Reproduce every line in full from the line containing "Annotation guideline. For every instance of the bride's bare" through the line containing "[(525, 206)]", both ends included, and shift each number in the answer coordinates up by 137. Leave the pictures out and return nothing beyond those entries.
--- start RECORDS FOR THIS EXERCISE ---
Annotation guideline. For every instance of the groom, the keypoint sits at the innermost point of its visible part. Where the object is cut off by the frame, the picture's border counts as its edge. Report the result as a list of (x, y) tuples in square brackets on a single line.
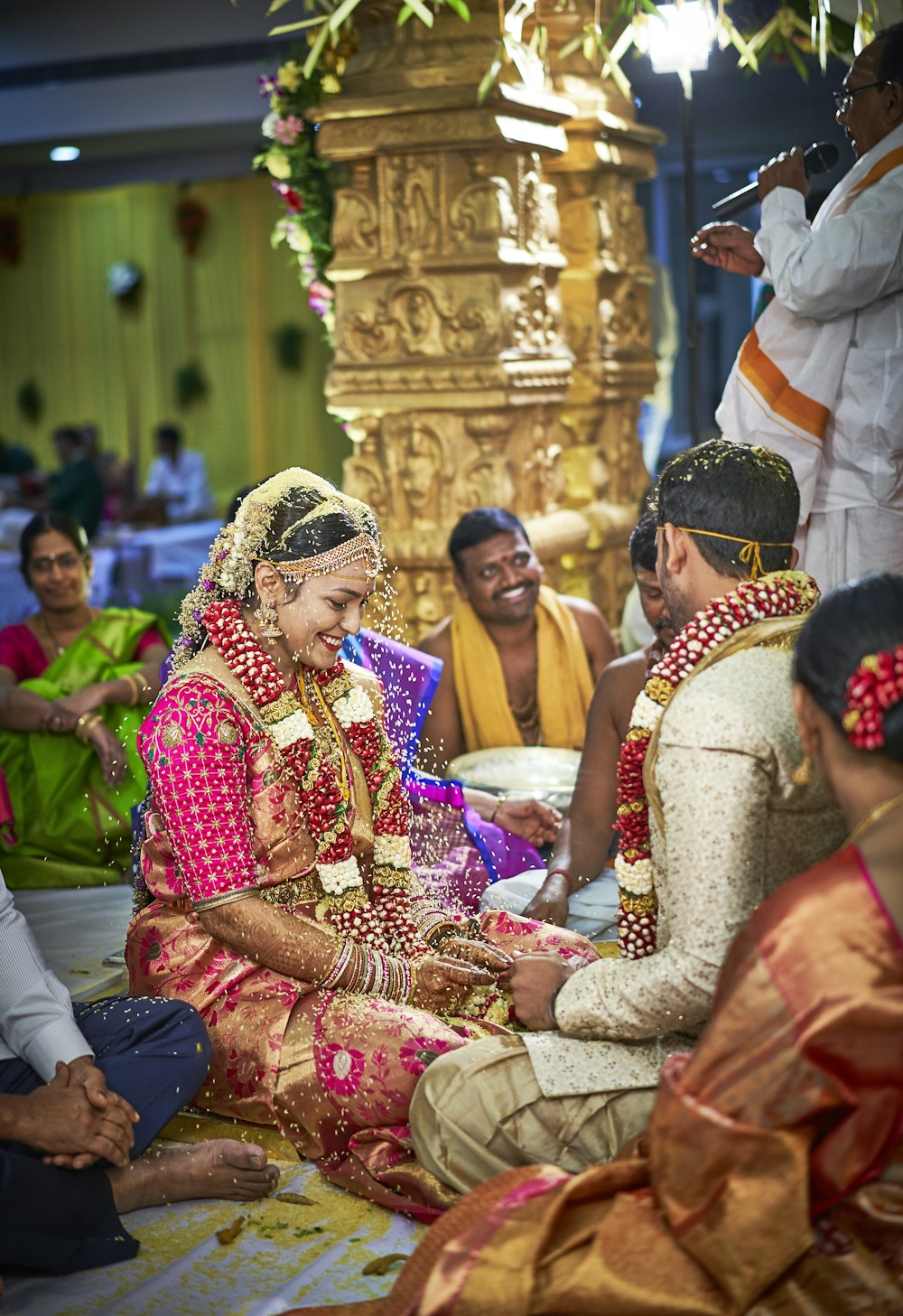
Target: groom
[(728, 820)]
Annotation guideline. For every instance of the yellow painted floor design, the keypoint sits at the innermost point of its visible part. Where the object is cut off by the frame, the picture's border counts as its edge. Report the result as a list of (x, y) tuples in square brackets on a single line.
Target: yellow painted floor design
[(284, 1255)]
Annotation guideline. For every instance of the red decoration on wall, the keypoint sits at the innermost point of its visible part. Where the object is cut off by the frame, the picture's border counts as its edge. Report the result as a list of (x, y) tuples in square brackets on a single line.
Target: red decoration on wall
[(190, 222), (11, 238)]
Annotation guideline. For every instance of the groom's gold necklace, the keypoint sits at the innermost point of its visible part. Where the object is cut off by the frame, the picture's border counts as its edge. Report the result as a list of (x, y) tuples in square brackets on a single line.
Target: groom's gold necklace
[(873, 817)]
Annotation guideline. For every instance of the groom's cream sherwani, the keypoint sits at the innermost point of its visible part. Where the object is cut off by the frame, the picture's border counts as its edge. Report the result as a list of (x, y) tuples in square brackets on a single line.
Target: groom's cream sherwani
[(733, 826)]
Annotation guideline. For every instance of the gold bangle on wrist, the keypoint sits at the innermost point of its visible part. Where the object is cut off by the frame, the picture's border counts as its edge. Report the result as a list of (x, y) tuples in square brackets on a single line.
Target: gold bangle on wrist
[(86, 724)]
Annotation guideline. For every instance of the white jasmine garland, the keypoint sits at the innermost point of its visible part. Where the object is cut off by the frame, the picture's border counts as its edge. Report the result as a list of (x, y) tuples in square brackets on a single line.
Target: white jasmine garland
[(353, 707), (394, 850), (647, 712), (635, 878), (340, 877), (293, 728)]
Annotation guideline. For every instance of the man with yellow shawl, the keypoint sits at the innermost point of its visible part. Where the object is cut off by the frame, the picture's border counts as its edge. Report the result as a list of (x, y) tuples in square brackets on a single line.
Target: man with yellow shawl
[(713, 815), (519, 659)]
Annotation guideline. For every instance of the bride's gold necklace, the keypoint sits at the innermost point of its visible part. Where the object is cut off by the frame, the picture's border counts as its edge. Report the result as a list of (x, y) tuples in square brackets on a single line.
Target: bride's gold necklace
[(873, 817)]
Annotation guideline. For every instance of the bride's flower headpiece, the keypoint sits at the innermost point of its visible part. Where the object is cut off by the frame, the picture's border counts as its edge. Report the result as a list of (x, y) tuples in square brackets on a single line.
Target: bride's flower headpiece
[(247, 540)]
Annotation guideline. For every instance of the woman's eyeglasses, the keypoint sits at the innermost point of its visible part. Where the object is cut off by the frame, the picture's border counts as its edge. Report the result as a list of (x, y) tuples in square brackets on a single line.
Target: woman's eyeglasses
[(42, 566)]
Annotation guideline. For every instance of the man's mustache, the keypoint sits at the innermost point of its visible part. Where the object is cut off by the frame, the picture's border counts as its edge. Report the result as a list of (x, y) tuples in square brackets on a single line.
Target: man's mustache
[(512, 589)]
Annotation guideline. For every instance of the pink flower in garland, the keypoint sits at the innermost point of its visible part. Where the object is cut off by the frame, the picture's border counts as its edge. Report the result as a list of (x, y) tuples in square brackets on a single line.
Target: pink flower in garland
[(287, 129), (290, 196), (320, 296)]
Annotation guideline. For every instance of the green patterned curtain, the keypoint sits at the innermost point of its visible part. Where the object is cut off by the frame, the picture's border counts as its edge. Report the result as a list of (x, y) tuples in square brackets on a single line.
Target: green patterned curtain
[(97, 359)]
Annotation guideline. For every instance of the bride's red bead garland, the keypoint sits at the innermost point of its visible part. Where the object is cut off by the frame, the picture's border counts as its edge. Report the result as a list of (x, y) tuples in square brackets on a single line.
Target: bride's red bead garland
[(390, 927), (781, 593)]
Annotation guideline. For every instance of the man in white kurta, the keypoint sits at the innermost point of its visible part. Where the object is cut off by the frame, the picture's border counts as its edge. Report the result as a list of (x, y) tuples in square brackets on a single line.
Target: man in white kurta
[(820, 375), (178, 477), (735, 824)]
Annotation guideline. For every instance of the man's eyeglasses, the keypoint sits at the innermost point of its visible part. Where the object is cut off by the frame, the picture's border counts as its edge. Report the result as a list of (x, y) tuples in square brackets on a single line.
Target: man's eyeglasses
[(844, 99)]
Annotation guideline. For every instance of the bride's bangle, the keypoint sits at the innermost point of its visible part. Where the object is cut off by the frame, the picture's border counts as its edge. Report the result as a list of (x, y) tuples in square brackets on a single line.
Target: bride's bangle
[(566, 875), (86, 724)]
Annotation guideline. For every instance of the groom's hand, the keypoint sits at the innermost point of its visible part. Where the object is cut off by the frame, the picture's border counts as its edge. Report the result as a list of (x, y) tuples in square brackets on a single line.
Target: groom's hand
[(534, 979)]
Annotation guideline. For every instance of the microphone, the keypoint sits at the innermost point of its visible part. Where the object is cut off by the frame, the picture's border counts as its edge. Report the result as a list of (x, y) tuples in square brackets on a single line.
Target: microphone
[(817, 158)]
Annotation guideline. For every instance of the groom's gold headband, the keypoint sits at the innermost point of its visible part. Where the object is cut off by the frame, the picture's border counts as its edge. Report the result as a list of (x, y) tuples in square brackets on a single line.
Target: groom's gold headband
[(750, 553)]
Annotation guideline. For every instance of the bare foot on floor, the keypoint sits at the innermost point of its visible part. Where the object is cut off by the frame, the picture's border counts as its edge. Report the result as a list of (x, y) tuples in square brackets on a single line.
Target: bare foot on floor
[(221, 1168)]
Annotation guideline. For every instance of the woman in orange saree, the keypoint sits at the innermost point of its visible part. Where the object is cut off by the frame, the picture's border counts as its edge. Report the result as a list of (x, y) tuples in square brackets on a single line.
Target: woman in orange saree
[(770, 1177)]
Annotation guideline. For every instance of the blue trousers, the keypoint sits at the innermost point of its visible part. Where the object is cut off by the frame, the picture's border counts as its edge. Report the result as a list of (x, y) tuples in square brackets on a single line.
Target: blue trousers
[(154, 1053)]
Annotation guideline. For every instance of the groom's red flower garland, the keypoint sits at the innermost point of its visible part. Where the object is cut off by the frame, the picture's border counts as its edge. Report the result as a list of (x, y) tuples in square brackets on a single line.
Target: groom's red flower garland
[(321, 798), (781, 593)]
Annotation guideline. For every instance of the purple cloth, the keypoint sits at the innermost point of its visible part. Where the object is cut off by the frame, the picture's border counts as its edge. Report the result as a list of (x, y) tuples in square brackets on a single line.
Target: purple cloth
[(456, 852)]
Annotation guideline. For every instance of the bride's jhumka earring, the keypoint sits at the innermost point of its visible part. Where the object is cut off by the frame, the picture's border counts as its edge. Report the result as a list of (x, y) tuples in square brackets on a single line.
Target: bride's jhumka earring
[(267, 620)]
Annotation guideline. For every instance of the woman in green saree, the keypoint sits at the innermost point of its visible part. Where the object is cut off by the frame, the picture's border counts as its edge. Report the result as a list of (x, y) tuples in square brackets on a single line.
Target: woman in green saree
[(74, 687)]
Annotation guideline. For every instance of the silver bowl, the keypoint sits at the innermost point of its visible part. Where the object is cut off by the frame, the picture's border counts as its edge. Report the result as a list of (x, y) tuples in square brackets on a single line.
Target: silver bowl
[(537, 770)]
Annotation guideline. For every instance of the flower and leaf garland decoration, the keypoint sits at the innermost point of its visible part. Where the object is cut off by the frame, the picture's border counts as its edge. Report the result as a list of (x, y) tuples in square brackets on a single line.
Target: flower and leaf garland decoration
[(303, 181), (779, 593)]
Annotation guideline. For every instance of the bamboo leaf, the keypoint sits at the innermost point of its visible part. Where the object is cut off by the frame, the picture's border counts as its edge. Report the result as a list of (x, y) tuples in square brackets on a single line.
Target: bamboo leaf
[(570, 46), (423, 12), (621, 45), (316, 51), (740, 45), (614, 70), (491, 75), (339, 16)]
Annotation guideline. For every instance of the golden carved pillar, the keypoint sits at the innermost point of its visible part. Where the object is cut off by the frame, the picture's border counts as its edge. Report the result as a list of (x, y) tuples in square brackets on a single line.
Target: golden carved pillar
[(451, 357), (606, 304)]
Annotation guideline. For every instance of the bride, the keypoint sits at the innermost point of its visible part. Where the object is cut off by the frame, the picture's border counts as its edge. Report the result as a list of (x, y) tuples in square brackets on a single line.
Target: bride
[(275, 889)]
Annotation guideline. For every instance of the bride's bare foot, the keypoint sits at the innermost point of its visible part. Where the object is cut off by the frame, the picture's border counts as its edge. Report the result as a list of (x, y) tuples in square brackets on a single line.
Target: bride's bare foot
[(221, 1168)]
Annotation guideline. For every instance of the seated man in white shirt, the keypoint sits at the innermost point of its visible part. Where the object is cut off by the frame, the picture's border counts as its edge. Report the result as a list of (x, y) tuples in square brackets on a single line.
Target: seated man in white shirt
[(86, 1090), (178, 478)]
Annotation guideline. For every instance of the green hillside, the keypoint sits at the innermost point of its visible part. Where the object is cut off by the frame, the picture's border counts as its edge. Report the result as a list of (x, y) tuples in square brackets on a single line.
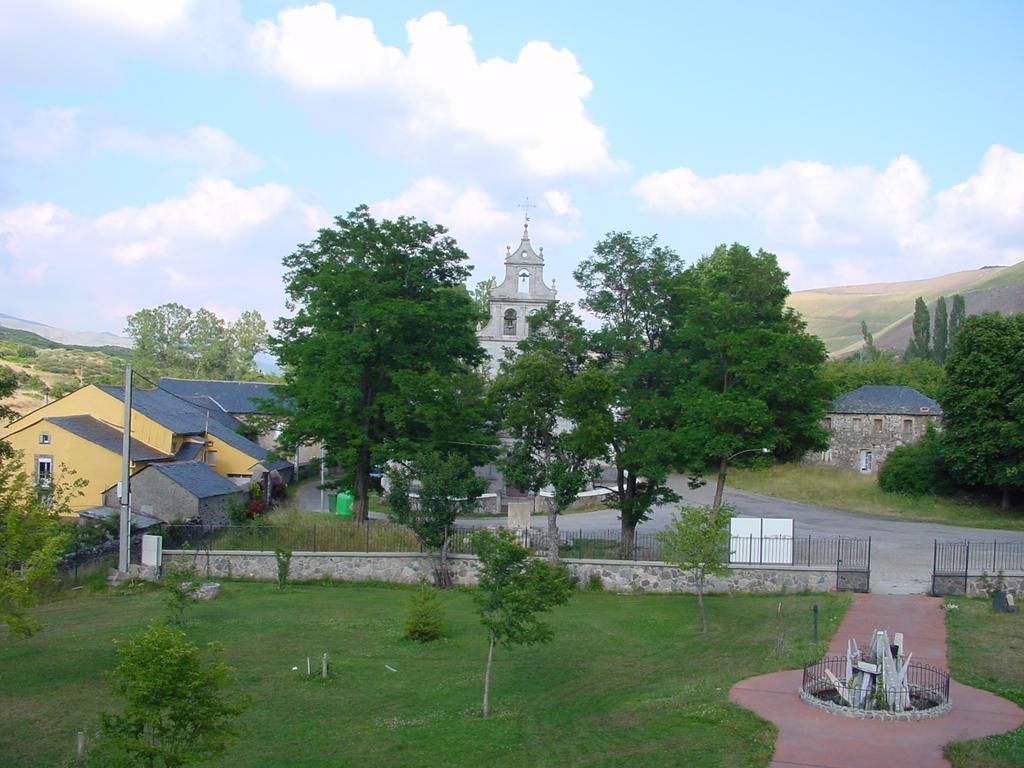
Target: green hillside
[(836, 313)]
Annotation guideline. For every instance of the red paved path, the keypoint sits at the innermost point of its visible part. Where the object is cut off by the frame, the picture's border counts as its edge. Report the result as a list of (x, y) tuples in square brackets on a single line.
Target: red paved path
[(809, 738)]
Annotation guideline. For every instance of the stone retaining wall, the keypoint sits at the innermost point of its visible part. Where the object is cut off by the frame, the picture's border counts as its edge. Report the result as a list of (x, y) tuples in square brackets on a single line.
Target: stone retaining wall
[(616, 576), (953, 586)]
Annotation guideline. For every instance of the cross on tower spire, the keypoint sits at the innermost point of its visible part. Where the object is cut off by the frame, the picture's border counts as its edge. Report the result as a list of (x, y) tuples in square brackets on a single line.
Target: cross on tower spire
[(525, 206)]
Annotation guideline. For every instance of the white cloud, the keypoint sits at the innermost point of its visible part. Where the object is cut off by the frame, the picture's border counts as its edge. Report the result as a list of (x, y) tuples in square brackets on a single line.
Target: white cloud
[(531, 108), (858, 223), (211, 150), (219, 242)]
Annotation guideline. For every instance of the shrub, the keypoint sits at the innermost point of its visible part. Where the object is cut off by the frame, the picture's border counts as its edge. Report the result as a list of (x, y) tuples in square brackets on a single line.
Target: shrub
[(237, 512), (284, 558), (918, 469), (426, 616)]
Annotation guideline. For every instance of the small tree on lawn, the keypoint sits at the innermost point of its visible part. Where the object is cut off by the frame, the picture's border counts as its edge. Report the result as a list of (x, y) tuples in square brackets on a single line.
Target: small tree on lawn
[(180, 583), (697, 541), (448, 486), (513, 589), (176, 711), (31, 539)]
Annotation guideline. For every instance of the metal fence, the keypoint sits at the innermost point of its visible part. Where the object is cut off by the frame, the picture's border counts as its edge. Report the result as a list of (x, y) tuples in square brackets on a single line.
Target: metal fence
[(954, 562), (339, 536)]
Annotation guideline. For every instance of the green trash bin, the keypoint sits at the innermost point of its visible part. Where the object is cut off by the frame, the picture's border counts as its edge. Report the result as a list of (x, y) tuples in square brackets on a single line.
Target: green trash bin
[(343, 506)]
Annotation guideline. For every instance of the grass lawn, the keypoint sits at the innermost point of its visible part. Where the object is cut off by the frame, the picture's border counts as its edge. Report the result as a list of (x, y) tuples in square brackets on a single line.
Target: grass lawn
[(627, 680), (985, 650), (856, 493)]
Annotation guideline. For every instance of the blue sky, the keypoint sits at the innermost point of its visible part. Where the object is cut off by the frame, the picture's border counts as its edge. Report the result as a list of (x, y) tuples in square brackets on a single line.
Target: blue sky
[(178, 151)]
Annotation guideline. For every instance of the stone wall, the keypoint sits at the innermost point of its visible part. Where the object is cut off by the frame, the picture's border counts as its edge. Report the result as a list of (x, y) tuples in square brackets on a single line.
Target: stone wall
[(953, 586), (879, 433), (409, 568)]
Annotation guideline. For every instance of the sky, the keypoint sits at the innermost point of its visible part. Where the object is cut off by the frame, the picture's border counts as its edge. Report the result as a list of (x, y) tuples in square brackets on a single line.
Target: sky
[(177, 151)]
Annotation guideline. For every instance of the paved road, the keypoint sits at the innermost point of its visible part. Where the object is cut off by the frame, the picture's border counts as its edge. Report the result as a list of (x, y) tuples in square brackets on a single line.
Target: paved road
[(901, 551)]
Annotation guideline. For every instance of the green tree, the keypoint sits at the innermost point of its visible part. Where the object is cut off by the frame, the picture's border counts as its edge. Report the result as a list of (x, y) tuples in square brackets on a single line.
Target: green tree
[(8, 385), (379, 353), (446, 486), (160, 338), (697, 541), (247, 337), (749, 374), (176, 708), (32, 540), (626, 284), (513, 588), (207, 345), (983, 403), (940, 337), (957, 314), (555, 416), (921, 343)]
--- end RECORDS FOR THIS EXERCISE ---
§ **SOLUTION TO THIS TASK**
Annotation guideline. For every instance of the bride's bare foot, the keypoint sits at the innermost point of its visible part. Where the object is cut off by the frame, the picture's border counts as its edge. Report the result as a list of (x, y) tuples in square brackets on a single line.
Target: bride's bare foot
[(358, 1305)]
Annotation guideline. For every instance of the seated man in white shirt, the keypoint sits at the innermost point of its visible part. Where the object is cut off by the frame, the picture's border counts as its edge. Report the result as a list of (x, y) tuples in square brackets on a single line.
Target: seated man in white shirt
[(223, 1227), (315, 615)]
Annotation guideline. For every instance of the green hillside, the keypoint sits at the innermost point of its visible part. Where the object is cut off by the frame, the picture's border counts as its edge. Report the result as a list of (x, y) tuples in square brackets on a single line.
Target: green hillside
[(973, 450)]
Annotation guideline. For every instance of the red paved path, the keypoint sits at the innermost point of its visible part. Where the object is cut off by the frame, the picture's border counts as its edge. Report the result as a list of (x, y) tuples in square brackets on a single line.
Target: red paved path
[(946, 875)]
Annotation guideline. For every instance of the stone retaining wall, the keypoint sits at the innermost point of its visible part. Where the object is cut off by the frame, the picture's border counts as its edge. Report the result as a list of (x, y) tuples in square brackets on a single line.
Target: stone retaining wall
[(753, 713), (1090, 723)]
Annotation guideline. For every instance of the cross on tower spire, the keypoint sits at the innermost point of its visible part. Where the object is cut off by the frame, the picture's border counts as its edge. Report the result as a list of (x, y) tuples in square brackets on a single line.
Target: cross on tower spire
[(662, 343)]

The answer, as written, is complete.